··· EXTRACT

Three years later Audi is on the cusp of leaving Formula E to concentrate on Le Mans LMDh and Dakar Rally projects.
Many in the team are known to have been privately baffled by the decision that the Audi board took late last year.
But perhaps they really shouldn’t have been. A day after the news broke – and it emerged with less than impeccable timing at the pre-season Valencia test last November – new boss Julius Seebach was formally installed as Dieter Gass’s successor as managing director of Audi Sport GmbH.
The discrepancy between these two men’s motorsport experiences and immersion within it was vast. So perhaps the decisions were merely a reflection of a bigger-picture outlook at Audi that led it to make an about-turn on its motorsport programme.
Six months on, well into its farewell season, the Audi Sport ABT Schaeffler squad has ultimately flattered to deceive. The pace is there but the results just haven’t come… yet. The team sits sixth in the championship, 52 points from the lead, its drivers eighth and 19th in their title race.
There is no doubt that the Audi e-tron FE06 is a very quick car and it seems increasingly likely that, when it can tame the vagaries of qualifying, both Lucas di Grassi and Rene Rast will have a very strong shout for wins in the remaining eight races of the 2020-21 campaign.
Team principal Allan McNish certainly hopes so. He believes that Formula E’s own chaos theory will mean the random states of disorder and irregularities swing back to Audi via the underlying patterns and deterministic laws that are highly sensitive to the initial conditions of Formula E.

······

[WHAT TO PRODUCE] Continue the article about Audi's final Formula E season, beginning directly after its last sentence.

··· INFORMATION SUPPLIED

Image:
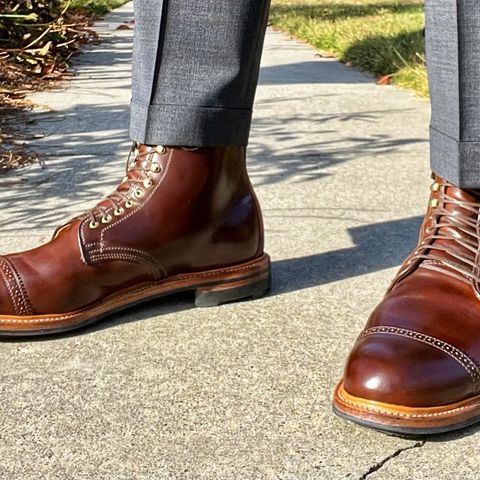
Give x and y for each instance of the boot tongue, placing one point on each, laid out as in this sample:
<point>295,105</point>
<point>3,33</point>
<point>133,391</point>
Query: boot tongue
<point>133,173</point>
<point>450,232</point>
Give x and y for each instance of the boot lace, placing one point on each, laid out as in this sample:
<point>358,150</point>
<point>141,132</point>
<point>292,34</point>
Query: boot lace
<point>451,244</point>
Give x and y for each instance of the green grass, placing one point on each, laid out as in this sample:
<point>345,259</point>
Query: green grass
<point>97,7</point>
<point>383,37</point>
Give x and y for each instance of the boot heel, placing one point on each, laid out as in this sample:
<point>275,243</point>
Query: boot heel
<point>214,295</point>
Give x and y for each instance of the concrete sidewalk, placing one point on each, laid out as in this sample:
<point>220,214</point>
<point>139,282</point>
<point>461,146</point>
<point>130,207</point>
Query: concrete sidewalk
<point>241,391</point>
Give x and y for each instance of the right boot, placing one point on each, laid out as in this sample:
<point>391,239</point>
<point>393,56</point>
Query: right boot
<point>182,219</point>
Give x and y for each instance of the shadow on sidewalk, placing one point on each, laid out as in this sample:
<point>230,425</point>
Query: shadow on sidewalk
<point>377,247</point>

······

[RESPONSE TO THIS EXERCISE]
“I think you’ve got to separate the championship table to the performance so far this season,” he tells The Race.
“Because clearly, we have got the performance, the cars got the performance, we saw that with two poles, two fastest laps, two podiums and the win we should have had in Rome, I think that was quite clear.
“Also, without the safety car shenanigans in the first race in Riyadh, I think Rene would have been fighting for the victory.”
As it stands, there is still a driver in an Audi leading the championship. Customer team Envision Virgin Racing’s Robin Frijns has been the living embodiment of Formula E’s seesaw nature when it comes to form.
The Dutchman’s race results have gone like this: 17th, 2nd, 4th, 18th, 6th, 19th, 2nd. But perhaps it is his qualifying trace which actually tells the full story of how trough and peak the season has been so far: 24th, 1st, 7th, 19th, 15th, 17th, 2nd!
That equates to an average starting position of 12th. But when you consider that BMW i Andretti’s Maximilian Guenther, who lies 16th in the standings with 40 points fewer than Frijns, has an average start position of ninth place, you get a real gist of the Formula E chaos theory that haunts team principals up and down the pitlane.
From Audi’s point of view the real frustration has been on how it has consistently qualified poorly but then been able to tear through the field to get at least some scant points hauls.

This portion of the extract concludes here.